[PROBLEM DESCRIPTION] Pick out every line of the material below that contains the word "aircraft", and copy each one.

Stored material
┄┄┄┄┄┄

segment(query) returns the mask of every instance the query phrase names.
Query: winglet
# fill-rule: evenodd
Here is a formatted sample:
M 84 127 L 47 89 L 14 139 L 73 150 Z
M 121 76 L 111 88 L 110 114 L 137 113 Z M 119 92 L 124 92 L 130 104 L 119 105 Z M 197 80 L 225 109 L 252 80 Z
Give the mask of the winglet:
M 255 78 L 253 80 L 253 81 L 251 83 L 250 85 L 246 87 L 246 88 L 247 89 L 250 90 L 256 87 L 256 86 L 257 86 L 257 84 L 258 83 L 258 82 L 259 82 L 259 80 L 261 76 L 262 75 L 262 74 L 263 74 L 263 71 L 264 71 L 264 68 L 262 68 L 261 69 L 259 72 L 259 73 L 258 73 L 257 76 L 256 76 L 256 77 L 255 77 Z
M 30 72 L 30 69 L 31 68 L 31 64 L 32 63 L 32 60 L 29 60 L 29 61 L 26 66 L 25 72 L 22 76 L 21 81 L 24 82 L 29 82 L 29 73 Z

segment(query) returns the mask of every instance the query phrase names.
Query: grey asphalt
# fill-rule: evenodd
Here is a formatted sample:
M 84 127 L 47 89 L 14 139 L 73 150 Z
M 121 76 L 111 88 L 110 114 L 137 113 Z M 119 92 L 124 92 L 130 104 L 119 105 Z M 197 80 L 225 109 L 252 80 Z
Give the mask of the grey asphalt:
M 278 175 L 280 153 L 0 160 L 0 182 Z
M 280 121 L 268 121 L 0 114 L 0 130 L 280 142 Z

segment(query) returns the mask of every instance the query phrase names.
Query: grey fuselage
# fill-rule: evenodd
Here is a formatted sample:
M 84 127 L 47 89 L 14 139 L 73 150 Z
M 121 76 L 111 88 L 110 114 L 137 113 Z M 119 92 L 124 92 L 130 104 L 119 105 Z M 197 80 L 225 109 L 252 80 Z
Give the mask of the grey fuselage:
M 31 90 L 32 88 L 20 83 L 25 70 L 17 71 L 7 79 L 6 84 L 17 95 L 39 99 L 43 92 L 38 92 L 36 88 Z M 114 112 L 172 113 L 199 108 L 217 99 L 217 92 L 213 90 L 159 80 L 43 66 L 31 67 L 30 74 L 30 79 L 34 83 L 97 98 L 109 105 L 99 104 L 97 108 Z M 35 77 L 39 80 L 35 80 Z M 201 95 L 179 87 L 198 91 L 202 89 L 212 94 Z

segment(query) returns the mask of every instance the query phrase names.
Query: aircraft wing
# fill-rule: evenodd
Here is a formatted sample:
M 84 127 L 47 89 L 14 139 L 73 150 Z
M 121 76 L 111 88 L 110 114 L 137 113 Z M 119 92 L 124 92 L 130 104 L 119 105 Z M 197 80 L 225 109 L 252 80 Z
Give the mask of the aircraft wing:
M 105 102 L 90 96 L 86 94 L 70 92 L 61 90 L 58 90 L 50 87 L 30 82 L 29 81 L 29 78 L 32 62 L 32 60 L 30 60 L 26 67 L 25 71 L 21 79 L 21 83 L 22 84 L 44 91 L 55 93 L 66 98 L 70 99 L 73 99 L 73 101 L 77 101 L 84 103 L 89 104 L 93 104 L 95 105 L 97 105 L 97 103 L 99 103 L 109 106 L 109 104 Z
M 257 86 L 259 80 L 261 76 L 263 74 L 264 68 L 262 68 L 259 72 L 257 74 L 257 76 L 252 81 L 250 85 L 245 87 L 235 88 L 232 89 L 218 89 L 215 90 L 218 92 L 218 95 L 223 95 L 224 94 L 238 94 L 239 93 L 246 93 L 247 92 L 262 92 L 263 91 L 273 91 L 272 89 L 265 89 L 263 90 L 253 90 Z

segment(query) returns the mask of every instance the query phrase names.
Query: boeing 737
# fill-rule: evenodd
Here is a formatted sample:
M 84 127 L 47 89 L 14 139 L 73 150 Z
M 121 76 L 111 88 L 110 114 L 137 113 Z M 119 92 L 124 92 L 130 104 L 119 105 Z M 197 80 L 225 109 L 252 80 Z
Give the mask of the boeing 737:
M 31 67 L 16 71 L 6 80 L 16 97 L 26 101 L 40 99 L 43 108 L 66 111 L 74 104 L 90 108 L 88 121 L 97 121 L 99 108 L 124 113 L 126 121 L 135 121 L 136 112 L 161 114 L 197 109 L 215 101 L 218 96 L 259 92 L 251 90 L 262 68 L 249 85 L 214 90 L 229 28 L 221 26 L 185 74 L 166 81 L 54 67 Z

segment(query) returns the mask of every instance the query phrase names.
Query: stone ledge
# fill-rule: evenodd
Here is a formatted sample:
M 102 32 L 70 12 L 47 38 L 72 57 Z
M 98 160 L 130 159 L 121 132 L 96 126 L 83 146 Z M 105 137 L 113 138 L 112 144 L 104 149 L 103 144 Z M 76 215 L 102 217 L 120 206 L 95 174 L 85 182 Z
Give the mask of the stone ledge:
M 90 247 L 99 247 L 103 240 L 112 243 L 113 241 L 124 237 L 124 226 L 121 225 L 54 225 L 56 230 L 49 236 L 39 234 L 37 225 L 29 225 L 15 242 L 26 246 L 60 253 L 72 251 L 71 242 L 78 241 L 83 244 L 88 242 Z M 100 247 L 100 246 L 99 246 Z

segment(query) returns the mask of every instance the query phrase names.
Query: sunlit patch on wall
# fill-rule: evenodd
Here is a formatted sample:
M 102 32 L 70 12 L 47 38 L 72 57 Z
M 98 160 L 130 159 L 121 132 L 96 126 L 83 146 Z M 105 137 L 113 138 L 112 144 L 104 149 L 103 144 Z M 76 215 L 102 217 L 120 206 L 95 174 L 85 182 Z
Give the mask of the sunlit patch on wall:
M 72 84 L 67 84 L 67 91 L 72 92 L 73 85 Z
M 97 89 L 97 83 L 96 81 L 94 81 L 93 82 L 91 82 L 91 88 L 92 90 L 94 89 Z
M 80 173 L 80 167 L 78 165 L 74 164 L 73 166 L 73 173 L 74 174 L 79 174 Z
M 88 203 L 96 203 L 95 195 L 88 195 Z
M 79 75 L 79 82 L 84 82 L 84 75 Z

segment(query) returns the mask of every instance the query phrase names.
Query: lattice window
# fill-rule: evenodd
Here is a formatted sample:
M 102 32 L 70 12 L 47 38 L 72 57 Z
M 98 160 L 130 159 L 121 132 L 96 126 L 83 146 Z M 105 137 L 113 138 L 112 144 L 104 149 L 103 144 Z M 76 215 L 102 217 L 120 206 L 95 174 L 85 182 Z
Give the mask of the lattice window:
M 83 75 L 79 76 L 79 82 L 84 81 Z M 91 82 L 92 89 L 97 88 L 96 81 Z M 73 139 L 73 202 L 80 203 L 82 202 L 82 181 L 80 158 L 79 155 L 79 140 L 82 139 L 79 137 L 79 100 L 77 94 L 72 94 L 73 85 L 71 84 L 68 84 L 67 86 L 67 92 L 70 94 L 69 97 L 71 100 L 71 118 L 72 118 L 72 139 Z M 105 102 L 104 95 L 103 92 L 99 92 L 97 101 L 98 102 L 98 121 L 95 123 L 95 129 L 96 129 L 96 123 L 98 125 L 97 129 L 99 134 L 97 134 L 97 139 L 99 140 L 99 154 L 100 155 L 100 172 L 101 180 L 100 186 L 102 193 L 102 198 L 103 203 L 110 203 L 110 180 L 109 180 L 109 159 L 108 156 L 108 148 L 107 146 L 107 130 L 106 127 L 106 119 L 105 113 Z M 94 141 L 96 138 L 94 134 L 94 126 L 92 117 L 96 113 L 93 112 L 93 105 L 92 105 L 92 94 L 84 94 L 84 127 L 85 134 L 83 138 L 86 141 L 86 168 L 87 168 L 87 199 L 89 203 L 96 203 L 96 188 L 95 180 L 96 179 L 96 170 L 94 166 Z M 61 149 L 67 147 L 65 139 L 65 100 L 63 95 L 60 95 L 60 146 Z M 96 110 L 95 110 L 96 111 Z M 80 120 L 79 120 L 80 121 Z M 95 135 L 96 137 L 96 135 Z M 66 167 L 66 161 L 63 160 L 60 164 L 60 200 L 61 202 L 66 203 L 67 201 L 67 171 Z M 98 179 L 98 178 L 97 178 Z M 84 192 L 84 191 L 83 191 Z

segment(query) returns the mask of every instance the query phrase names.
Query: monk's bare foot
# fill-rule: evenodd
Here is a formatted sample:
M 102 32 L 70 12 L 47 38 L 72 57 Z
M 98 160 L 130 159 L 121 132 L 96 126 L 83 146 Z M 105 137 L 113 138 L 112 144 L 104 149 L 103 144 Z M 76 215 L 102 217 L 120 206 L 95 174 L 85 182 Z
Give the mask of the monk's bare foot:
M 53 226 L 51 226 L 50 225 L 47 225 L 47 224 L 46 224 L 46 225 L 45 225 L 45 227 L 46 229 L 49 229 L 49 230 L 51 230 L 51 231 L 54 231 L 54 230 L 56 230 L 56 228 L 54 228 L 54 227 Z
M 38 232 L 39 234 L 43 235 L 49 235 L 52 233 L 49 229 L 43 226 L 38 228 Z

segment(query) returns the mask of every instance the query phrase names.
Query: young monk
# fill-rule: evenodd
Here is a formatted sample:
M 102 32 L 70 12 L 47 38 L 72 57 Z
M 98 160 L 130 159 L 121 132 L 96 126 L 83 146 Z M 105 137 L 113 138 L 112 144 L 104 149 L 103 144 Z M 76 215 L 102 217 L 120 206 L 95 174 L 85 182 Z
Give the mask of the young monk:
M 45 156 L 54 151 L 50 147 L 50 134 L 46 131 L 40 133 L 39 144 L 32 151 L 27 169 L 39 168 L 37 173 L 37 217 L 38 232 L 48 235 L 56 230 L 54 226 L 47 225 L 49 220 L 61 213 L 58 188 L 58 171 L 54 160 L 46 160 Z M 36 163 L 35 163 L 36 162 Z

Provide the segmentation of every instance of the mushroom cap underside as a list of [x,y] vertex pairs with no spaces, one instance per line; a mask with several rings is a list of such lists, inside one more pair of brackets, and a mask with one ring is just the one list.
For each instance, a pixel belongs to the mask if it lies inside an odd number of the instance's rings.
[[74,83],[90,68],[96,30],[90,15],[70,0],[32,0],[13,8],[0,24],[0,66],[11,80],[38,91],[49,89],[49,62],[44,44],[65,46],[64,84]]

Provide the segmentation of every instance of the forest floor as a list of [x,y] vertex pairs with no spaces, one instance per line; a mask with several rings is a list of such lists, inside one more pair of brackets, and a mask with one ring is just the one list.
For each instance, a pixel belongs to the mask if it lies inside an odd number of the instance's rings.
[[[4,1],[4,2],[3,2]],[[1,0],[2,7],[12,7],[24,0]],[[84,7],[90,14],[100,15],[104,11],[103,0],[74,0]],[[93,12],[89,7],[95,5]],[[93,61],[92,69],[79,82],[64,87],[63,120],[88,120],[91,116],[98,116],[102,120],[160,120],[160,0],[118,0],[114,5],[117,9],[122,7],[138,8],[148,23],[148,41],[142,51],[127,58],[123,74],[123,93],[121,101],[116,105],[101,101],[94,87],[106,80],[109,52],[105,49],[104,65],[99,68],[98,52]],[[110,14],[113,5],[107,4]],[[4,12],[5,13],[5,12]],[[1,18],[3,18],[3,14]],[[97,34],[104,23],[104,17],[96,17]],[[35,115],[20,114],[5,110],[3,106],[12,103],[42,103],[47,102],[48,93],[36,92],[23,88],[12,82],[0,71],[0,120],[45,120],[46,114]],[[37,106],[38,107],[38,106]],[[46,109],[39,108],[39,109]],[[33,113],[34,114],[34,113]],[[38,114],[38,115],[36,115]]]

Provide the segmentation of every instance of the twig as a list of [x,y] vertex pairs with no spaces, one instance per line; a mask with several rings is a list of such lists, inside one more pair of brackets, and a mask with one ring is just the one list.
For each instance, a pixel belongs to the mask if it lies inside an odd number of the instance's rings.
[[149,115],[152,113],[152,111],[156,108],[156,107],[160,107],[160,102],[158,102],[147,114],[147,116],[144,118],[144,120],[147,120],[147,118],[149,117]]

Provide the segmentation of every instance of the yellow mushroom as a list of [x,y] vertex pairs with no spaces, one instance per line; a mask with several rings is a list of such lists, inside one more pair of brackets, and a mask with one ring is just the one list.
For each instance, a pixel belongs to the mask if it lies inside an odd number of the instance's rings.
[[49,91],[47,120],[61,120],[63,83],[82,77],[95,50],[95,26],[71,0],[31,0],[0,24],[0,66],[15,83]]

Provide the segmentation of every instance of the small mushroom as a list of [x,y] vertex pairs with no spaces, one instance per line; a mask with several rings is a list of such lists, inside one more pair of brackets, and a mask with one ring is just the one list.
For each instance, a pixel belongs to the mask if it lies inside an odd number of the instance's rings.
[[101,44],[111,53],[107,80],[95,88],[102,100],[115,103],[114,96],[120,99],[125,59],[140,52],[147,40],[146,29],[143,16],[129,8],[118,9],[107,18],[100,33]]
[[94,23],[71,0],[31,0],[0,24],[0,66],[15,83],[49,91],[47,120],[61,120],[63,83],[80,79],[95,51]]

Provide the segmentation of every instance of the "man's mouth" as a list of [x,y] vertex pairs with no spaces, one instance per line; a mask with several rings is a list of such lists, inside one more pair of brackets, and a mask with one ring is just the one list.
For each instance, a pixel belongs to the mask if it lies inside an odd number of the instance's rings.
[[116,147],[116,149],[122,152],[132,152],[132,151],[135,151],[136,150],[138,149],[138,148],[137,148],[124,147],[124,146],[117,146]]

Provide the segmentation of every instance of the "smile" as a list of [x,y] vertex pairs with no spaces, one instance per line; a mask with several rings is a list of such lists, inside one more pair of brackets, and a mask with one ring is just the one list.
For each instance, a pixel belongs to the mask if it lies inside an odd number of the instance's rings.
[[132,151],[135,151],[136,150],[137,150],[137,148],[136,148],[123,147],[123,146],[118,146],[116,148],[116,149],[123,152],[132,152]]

┄┄┄┄┄┄

[COMPLETE RESPONSE]
Query: aircraft wing
Give the mask of the aircraft wing:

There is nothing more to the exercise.